Objectif du travail: Dressez la liste complète des principes énumérés dans l'extrait de cours sur l'éthique et la déontologie reproduit ci-dessous.

Extrait de page:
• • •

Cours no 4: Éthique et déontologie interdisciplinaire

Porter un jugement de valeur sur l’intervention

 

 

Le mot «éthique» signifie science de la morale, art de diriger sa conduite. Il s'agit d'une branche de la philosophie définissant les comportements moralement acceptables. L'éthique peut fortement varier en fonction des valeurs et de la culture. 

 

·          Le principe de bienfaisance et non malfaisance

·          Le principe de respect de l’autonomie de la personne et de son droit à l’auto-détermination

·         Le principe de justice distributive (répartir les services équitablement compte tenu des ressources limitées)

 

 

Le terme «déontologie» signifie théorie des devoirs, en morale. La déontologie est l'application de l'éthique sous forme d'obligations auxquelles doivent se soumettre les membres du groupe. 

 

 

Covey, Merrill et Merril (1995) présentent un résumé des Lois fondamentales de la vie qui seraient communes à toutes les civilisations :

§  Ne trichez pas.

§  Ne mentez pas.

§  Ne volez pas.

• • •

Données à examiner:

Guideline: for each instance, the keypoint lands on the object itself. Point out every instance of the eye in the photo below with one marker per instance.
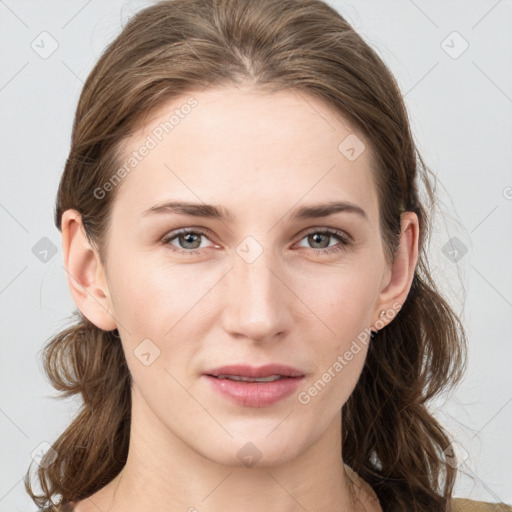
(320, 239)
(189, 240)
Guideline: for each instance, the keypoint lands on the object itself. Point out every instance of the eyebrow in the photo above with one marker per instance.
(220, 213)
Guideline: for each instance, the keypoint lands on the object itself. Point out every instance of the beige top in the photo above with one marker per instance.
(459, 504)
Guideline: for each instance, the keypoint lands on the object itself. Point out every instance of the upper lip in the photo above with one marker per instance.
(255, 372)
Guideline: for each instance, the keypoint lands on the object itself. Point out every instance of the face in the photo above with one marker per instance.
(274, 278)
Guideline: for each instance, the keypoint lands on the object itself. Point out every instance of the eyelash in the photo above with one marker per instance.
(343, 240)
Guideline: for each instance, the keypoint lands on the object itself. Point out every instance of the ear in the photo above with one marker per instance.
(399, 275)
(86, 276)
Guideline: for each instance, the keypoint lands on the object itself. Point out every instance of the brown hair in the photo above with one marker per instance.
(168, 50)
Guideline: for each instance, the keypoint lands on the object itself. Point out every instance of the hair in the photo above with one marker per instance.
(176, 47)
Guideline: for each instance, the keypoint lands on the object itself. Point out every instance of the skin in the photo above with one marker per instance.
(261, 156)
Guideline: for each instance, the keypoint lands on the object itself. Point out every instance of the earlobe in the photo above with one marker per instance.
(85, 273)
(402, 270)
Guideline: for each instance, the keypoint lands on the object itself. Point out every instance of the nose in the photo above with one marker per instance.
(257, 302)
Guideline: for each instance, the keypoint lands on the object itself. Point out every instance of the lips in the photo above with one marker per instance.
(266, 373)
(254, 387)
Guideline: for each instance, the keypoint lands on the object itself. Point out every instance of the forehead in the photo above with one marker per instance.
(245, 148)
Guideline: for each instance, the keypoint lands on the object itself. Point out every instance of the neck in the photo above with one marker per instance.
(166, 475)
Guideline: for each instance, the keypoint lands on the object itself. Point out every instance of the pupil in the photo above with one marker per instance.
(189, 238)
(316, 237)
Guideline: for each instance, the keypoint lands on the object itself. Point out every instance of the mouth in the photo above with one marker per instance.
(266, 373)
(255, 387)
(241, 378)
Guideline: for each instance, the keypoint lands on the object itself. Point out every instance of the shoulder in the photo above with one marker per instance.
(465, 505)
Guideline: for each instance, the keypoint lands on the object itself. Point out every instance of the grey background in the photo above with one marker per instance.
(460, 105)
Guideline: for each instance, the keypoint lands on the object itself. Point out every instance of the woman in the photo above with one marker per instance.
(246, 245)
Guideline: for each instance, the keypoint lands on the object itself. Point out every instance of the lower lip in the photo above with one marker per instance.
(255, 394)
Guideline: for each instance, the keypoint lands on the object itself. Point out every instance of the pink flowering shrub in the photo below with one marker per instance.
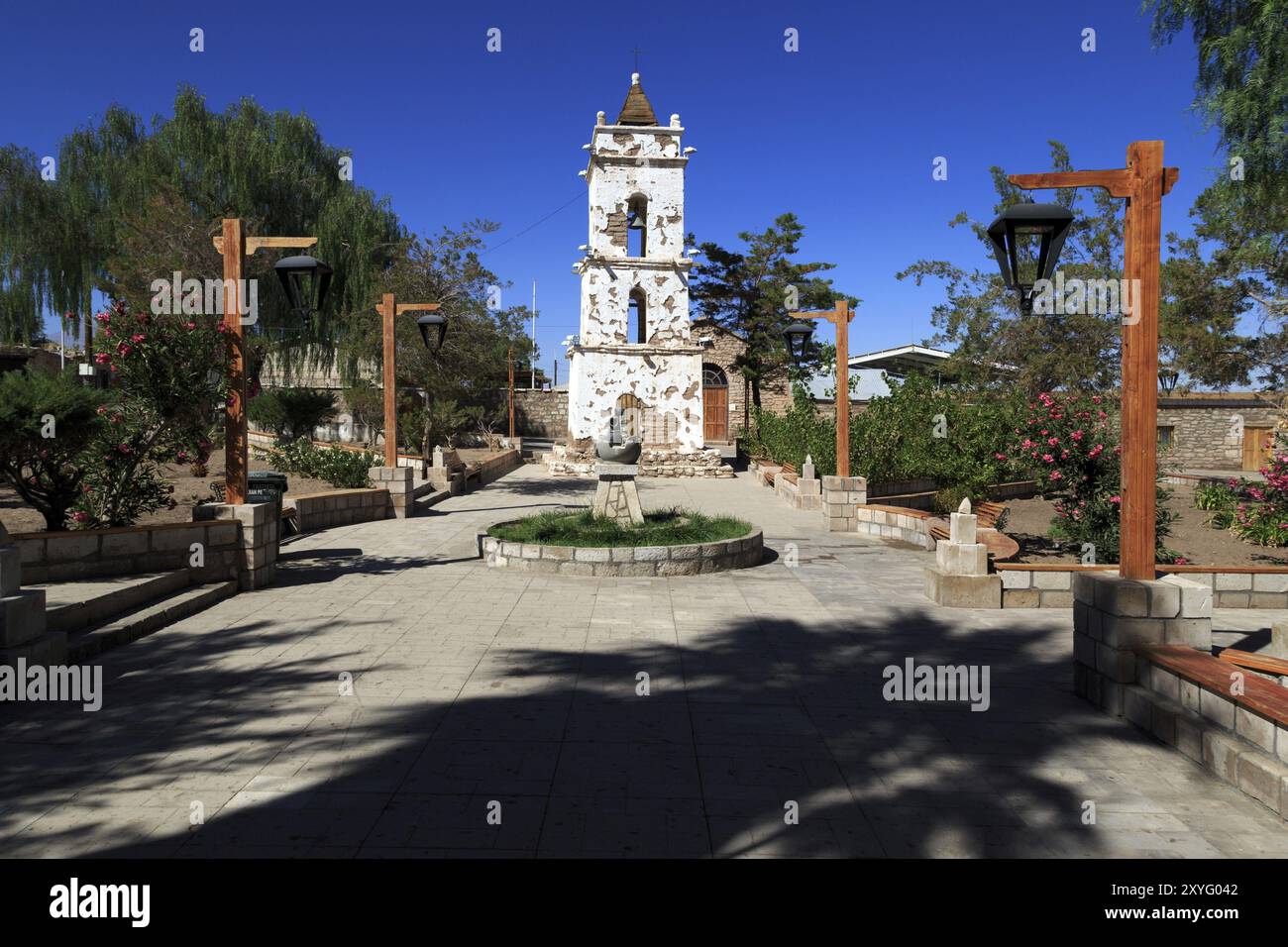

• • •

Réponse attendue:
- Le principe de bienfaisance et non malfaisance
- Le principe de respect de l'autonomie de la personne et de son droit à l'auto-détermination
- Le principe de justice distributive (répartir les services équitablement compte tenu des ressources limitées)